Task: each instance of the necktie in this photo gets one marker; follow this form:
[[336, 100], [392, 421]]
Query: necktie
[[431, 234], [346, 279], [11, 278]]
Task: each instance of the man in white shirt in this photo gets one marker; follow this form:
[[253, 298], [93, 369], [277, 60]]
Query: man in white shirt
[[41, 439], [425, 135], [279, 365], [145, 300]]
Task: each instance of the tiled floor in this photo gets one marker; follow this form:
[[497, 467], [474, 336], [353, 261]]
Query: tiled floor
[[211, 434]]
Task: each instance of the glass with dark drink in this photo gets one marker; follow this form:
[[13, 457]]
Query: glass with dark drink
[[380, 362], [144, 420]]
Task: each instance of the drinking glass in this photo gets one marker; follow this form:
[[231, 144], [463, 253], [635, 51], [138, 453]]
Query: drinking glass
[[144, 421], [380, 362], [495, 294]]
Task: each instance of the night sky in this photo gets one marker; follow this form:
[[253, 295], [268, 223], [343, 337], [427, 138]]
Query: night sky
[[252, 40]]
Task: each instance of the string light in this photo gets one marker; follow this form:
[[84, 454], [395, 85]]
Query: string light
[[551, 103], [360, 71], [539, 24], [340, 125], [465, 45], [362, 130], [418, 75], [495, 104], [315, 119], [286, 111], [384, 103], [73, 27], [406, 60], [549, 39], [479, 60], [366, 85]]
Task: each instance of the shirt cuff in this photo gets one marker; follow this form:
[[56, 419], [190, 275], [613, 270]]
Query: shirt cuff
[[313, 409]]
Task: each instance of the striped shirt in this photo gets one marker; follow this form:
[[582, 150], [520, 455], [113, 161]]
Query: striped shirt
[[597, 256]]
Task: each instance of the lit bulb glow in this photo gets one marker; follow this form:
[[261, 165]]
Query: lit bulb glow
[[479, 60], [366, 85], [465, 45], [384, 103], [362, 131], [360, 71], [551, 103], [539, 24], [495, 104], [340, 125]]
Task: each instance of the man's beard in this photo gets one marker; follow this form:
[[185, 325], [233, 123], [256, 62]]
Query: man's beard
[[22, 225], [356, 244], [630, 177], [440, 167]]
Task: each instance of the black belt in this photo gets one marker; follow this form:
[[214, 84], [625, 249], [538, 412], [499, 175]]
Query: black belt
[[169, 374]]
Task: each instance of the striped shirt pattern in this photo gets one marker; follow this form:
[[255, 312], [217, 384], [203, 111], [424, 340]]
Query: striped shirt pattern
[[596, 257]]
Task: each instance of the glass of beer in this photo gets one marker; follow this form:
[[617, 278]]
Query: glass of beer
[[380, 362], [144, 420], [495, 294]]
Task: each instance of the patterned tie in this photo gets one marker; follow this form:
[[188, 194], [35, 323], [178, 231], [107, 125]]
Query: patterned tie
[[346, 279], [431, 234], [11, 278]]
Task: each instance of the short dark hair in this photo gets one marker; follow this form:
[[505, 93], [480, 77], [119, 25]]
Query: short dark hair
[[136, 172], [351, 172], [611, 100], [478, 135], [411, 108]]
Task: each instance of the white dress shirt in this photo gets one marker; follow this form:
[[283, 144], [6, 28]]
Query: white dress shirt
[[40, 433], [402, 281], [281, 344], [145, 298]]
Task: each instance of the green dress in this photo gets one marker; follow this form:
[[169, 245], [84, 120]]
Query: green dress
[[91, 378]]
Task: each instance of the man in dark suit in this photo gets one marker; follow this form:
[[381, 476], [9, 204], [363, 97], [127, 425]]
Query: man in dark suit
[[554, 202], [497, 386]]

*****

■ Set problem: Reproduce the entries from the beginning through the line containing "[[313, 409]]", inclusive, requests included, multiplying every coordinate in the answers by 0.7 and rounding to whole numbers, with halves rounded up. Leave the numbers in the requests and their format samples unchanged.

■ Completed task:
Task: each instance of the necktie in this photo gets one marker; follow this form:
[[336, 100], [392, 421]]
Query: necktie
[[302, 164], [242, 195], [8, 195]]
Task: each instance of the man in white shirt in this photo gets one marker; follow this form:
[[253, 298], [93, 369], [277, 60]]
Query: man in white shirt
[[29, 307], [298, 95], [195, 256], [102, 210]]
Task: each instance of the tiled floor in this photo gets one marker; follow this form:
[[497, 467], [474, 336], [353, 261]]
Query: tiled floor
[[148, 304]]
Task: each instance of the glass with dark drink in this photo gets one marker; follow this form:
[[13, 457]]
Query: glass with dark drink
[[266, 253], [101, 294]]
Task: each instance of the drinking glass in this photo gets one marker; follow this form:
[[231, 144], [463, 253], [635, 51], [138, 453]]
Query: drinking glass
[[101, 295], [266, 253], [347, 206]]
Task: each instance of the night sky in this photo gets one marker; follow this form:
[[253, 295], [268, 223], [343, 337], [427, 138]]
Query: night sky
[[176, 28]]
Task: each instance of the string light in this photo gets one marker; follow this form:
[[84, 454], [395, 85]]
Query: string light
[[386, 72], [252, 50], [377, 17], [238, 88], [326, 32], [253, 91], [293, 53], [347, 73], [221, 83], [200, 78], [269, 72], [51, 19], [284, 42], [384, 27], [335, 42], [256, 60]]
Task: each instance of the shirt cuff in this photo gets one marker; follow this form:
[[56, 419], [190, 275], [613, 270]]
Query: shirt cuff
[[219, 286]]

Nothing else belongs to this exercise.